— Was zu tun ist —
• a. Schreibe die Stelle des Textauszugs zwischen „Die Grünen nutzen“ und „zahlt auch nicht.“ einschließlich dieser beiden Stellen wortgetreu ab.
• b. In welcher Provinz stehen laut dem Textauszug die zwei Schwerwasserreaktoren, zu denen Kanada und China ein bilaterales Abkommen unterzeichnet hatten?

— Textauszug —
Die Grünen nutzen auch das als Steilvorlage. „Die Finanzierung der Kontrollen müssen die Chinesen übernehmen“, fordert Fraktionschefin Katrin Göring-Eckardt. Der vereinbarte Notenaustausch zwischen Deutschland und China hätte nur dann praktischen Wert, wenn die Finanzierungsfrage der Inspektionen verbindlich geregelt wird. Als Warnung kann den Grünen ein bilaterales Abkommen dienen, das die kanadische Regierung vor dem Bau von zwei Schwerwasserreaktoren in der Provinz Zhejiang mit China unterzeichnet hatte. Peking erklärte sich freiwillig dazu bereit, die Anlagen durch die IAEO kontrollieren zu lassen. Aber seit der Inbetriebnahme der Reaktoren im Dezember 2002 beziehungsweise Juli 2003 hat keine Inspektion stattgefunden. Kanada hatte sich nicht verpflichtet, die Kontrollen zu finanzieren. Und China zahlt auch nicht.

— Aufgelistete Daten —

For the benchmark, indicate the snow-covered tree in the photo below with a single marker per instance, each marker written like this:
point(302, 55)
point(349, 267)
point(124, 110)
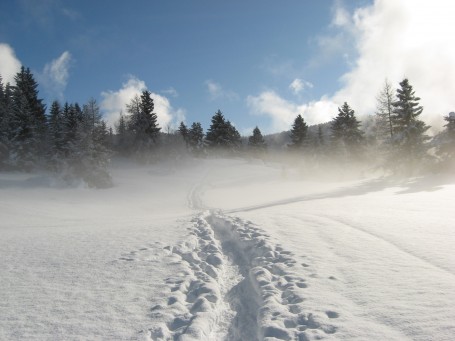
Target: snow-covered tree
point(299, 133)
point(446, 147)
point(409, 139)
point(27, 122)
point(346, 136)
point(195, 138)
point(143, 121)
point(384, 113)
point(222, 134)
point(256, 141)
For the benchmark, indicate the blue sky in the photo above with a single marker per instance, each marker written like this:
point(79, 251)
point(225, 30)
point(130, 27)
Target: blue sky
point(260, 62)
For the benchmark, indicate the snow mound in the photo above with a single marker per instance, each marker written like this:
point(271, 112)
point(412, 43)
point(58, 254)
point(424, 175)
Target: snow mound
point(239, 286)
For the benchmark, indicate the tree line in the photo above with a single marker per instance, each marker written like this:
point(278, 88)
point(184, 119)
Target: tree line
point(75, 142)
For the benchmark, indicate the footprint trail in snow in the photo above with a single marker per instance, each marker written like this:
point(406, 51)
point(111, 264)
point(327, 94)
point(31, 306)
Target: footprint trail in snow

— Geordnete Antworten —
• a.
Die Grünen nutzen auch das als Steilvorlage. „Die Finanzierung der Kontrollen müssen die Chinesen übernehmen“, fordert Fraktionschefin Katrin Göring-Eckardt. Der vereinbarte Notenaustausch zwischen Deutschland und China hätte nur dann praktischen Wert, wenn die Finanzierungsfrage der Inspektionen verbindlich geregelt wird. Als Warnung kann den Grünen ein bilaterales Abkommen dienen, das die kanadische Regierung vor dem Bau von zwei Schwerwasserreaktoren in der Provinz Zhejiang mit China unterzeichnet hatte. Peking erklärte sich freiwillig dazu bereit, die Anlagen durch die IAEO kontrollieren zu lassen. Aber seit der Inbetriebnahme der Reaktoren im Dezember 2002 beziehungsweise Juli 2003 hat keine Inspektion stattgefunden. Kanada hatte sich nicht verpflichtet, die Kontrollen zu finanzieren. Und China zahlt auch nicht.

• b. In der Provinz Zhejiang.